■ **PROBLEM DETAILS**:
Report how many lines in the records below contain the string "hands", matching case exactly, and give only the number.

Object location annotation data

-*-

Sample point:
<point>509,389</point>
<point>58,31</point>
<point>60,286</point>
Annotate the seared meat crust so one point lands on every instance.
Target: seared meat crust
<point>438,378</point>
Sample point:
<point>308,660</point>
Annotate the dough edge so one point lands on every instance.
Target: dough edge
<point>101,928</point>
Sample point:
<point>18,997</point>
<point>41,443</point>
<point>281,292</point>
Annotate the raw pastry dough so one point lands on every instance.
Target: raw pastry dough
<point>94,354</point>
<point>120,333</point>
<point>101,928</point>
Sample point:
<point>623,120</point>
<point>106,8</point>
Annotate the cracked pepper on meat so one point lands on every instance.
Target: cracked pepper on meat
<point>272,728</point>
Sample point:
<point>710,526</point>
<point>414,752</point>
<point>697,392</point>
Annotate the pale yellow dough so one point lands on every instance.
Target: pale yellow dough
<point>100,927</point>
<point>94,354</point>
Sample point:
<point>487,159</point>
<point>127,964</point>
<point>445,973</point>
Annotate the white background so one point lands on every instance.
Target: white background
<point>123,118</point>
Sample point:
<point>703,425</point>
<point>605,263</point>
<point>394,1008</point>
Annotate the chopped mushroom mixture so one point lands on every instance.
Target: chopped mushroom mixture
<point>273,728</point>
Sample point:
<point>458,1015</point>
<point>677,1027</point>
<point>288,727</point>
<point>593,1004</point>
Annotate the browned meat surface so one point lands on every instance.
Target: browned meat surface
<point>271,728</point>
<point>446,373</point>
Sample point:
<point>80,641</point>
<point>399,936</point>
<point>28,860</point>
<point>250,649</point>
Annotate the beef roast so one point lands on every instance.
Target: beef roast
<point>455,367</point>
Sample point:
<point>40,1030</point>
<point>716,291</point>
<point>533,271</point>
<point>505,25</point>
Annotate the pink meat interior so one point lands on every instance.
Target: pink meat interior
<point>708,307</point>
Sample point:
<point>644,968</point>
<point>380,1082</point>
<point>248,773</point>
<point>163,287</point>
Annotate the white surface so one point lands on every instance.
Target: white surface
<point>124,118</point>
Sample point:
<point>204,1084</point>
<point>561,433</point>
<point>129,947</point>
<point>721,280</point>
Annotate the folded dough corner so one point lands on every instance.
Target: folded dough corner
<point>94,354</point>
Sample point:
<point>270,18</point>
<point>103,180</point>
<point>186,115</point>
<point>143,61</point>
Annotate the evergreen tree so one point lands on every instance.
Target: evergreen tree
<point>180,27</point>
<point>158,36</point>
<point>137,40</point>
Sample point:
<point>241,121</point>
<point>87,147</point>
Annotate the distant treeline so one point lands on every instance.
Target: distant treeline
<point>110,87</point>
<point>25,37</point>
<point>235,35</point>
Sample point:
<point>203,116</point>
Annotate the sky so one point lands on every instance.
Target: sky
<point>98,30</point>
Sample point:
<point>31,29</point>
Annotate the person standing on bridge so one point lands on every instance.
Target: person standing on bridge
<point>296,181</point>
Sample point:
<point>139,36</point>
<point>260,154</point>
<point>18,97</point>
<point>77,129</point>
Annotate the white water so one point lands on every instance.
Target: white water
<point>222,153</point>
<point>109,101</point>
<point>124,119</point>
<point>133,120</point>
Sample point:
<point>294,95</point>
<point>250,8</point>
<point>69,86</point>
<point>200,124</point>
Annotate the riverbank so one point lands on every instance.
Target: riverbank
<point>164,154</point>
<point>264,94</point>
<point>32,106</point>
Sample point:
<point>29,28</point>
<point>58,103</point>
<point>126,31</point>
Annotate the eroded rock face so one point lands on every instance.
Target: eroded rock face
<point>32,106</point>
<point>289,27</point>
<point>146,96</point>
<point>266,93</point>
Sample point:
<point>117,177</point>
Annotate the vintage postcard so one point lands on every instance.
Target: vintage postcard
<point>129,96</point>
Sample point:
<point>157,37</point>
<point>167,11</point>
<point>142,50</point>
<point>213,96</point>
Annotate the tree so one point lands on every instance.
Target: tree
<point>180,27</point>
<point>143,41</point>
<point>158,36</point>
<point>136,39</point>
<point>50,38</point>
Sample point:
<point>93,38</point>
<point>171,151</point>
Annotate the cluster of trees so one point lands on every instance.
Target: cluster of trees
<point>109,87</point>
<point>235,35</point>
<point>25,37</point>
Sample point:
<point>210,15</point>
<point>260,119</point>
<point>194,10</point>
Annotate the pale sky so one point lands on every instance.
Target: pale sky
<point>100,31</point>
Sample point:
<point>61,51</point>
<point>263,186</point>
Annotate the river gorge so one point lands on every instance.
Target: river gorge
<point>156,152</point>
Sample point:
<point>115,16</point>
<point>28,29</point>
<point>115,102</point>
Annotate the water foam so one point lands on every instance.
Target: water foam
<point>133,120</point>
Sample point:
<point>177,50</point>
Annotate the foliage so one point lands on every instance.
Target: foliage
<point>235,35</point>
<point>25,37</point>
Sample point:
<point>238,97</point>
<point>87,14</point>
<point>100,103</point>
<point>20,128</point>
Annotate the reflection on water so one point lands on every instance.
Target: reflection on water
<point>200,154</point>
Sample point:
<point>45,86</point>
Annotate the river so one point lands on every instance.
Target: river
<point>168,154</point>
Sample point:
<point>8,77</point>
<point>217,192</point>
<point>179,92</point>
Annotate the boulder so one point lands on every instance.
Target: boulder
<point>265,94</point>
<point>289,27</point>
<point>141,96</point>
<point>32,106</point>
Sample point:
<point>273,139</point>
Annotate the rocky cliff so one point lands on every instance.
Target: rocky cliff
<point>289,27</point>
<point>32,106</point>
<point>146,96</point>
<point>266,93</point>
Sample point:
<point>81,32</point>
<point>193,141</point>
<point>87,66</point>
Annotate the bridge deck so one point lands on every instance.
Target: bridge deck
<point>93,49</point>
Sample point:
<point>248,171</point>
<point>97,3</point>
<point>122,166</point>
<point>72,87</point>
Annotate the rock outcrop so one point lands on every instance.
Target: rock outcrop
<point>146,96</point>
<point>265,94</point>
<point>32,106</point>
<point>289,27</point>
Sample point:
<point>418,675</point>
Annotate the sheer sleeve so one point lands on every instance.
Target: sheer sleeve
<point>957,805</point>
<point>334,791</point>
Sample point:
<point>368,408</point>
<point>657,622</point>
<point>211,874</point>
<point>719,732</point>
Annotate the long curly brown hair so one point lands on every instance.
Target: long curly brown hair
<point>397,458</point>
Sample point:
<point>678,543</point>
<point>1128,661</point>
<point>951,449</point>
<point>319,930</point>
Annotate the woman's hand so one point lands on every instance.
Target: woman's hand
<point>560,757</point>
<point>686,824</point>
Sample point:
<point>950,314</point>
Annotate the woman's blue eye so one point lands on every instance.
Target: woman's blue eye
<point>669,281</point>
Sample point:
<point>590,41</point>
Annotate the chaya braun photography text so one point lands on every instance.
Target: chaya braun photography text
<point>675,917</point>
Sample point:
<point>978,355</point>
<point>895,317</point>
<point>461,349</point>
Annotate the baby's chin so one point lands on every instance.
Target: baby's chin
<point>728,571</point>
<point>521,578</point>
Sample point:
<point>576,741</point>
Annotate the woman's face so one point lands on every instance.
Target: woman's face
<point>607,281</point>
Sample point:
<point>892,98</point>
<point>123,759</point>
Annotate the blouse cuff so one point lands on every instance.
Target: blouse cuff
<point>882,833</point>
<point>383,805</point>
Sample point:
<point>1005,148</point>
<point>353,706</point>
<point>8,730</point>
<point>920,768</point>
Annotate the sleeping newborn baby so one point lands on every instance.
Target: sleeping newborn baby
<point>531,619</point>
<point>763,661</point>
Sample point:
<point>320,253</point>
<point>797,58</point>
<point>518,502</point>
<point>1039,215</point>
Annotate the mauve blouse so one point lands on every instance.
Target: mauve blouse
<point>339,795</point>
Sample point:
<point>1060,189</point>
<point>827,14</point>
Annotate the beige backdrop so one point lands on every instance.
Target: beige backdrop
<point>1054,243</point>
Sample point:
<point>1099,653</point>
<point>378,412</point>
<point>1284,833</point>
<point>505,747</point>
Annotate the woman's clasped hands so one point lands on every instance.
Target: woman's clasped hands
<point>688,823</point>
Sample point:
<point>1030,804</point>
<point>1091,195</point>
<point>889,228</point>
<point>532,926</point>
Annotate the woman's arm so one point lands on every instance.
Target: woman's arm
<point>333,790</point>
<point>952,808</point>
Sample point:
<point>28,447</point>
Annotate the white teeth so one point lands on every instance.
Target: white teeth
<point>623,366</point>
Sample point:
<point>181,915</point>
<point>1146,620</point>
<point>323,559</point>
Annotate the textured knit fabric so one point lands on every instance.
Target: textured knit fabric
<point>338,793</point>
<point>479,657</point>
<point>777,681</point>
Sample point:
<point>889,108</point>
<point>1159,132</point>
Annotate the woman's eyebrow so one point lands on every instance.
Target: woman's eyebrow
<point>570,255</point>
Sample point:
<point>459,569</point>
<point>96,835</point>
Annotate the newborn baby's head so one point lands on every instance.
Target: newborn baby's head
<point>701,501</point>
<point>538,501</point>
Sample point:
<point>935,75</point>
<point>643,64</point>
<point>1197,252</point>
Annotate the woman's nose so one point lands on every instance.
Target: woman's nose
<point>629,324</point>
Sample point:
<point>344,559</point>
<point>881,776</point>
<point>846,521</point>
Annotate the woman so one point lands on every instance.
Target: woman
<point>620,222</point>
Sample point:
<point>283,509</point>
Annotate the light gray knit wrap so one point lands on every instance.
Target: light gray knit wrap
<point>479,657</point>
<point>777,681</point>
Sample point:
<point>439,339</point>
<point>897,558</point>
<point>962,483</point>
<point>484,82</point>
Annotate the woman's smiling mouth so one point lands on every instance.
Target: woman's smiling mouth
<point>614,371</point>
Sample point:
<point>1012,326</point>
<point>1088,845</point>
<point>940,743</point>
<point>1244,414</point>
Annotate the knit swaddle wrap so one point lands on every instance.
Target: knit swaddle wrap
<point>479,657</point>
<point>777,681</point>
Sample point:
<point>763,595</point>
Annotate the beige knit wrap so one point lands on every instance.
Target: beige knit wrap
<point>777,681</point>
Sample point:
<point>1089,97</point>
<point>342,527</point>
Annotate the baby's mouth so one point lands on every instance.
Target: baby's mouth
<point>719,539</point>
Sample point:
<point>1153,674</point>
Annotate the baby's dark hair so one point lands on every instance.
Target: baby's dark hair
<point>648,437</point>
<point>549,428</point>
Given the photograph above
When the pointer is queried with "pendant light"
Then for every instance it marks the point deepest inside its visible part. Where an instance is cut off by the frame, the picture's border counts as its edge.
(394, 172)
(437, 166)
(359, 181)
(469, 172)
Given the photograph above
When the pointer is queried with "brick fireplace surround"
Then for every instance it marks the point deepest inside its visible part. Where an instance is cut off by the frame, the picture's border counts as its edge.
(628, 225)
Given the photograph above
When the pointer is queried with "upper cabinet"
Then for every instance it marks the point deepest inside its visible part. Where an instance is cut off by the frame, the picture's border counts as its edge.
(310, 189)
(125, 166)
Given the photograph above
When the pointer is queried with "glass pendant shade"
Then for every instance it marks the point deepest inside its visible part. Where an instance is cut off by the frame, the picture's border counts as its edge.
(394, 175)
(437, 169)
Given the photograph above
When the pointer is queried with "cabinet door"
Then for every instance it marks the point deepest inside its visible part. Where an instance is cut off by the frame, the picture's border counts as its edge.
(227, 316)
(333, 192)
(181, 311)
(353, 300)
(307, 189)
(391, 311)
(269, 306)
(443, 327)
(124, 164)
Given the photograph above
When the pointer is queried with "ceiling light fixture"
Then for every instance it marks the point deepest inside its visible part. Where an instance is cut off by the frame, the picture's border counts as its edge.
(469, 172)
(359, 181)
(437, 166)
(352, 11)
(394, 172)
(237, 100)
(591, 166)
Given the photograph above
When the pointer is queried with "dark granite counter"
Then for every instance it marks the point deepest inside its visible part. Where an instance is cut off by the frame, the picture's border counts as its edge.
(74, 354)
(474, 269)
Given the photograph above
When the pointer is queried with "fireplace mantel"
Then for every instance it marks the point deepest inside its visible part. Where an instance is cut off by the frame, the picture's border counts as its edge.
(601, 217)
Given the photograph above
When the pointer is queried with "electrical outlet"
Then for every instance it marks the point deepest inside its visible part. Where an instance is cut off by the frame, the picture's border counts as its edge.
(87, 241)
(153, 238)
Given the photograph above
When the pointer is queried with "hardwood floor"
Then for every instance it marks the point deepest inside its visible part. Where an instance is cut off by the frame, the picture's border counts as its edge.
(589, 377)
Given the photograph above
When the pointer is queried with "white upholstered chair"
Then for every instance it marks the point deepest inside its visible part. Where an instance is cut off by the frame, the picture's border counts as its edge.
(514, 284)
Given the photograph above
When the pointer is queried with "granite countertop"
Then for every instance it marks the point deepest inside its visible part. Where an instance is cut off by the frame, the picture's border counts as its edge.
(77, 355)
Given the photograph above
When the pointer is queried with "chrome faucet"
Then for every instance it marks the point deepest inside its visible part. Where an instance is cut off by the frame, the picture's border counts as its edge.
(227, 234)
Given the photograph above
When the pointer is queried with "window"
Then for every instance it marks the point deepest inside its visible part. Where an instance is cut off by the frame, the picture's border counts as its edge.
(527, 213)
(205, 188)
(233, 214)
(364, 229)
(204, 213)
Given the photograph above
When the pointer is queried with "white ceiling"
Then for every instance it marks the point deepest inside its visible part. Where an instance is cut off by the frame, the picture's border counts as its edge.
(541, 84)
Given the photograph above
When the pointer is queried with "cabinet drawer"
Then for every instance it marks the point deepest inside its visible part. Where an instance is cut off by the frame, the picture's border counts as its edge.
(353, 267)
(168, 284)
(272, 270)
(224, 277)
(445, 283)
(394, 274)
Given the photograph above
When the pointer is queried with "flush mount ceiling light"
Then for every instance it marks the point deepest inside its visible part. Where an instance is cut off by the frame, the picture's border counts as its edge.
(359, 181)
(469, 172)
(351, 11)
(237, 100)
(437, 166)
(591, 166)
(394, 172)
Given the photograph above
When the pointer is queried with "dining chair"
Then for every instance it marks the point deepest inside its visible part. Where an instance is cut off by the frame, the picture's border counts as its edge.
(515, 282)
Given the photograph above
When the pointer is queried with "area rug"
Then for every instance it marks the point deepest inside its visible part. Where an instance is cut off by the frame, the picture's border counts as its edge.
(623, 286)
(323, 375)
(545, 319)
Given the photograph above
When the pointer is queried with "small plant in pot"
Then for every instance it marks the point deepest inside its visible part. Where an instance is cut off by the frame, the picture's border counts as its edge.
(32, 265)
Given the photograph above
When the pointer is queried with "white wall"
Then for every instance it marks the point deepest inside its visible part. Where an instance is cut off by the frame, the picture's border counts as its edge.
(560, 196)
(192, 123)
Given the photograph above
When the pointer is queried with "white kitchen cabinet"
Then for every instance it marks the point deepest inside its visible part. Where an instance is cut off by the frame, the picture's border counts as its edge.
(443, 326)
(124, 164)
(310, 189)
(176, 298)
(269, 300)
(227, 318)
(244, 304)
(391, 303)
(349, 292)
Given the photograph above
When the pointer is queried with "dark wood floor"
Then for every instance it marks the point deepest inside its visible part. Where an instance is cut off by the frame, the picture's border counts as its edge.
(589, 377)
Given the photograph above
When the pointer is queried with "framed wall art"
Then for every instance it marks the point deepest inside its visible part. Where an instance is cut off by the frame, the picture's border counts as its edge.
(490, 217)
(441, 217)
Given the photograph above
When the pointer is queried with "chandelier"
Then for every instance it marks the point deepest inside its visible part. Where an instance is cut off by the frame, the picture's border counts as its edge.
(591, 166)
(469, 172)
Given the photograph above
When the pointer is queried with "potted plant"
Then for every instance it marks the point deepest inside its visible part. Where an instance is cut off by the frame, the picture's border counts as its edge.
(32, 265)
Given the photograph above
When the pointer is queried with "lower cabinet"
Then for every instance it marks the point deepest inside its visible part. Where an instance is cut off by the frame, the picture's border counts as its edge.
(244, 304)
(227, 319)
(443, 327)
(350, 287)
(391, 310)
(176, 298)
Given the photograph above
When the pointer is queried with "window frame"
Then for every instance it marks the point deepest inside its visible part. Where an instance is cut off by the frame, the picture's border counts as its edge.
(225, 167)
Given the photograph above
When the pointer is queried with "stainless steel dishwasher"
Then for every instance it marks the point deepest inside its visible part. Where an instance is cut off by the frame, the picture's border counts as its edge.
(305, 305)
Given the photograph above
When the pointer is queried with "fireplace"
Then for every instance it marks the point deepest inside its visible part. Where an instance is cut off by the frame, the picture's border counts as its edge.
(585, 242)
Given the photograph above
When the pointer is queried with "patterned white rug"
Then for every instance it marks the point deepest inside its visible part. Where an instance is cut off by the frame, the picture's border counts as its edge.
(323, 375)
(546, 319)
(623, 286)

-*-

■ **EXERCISE SOLUTION**:
2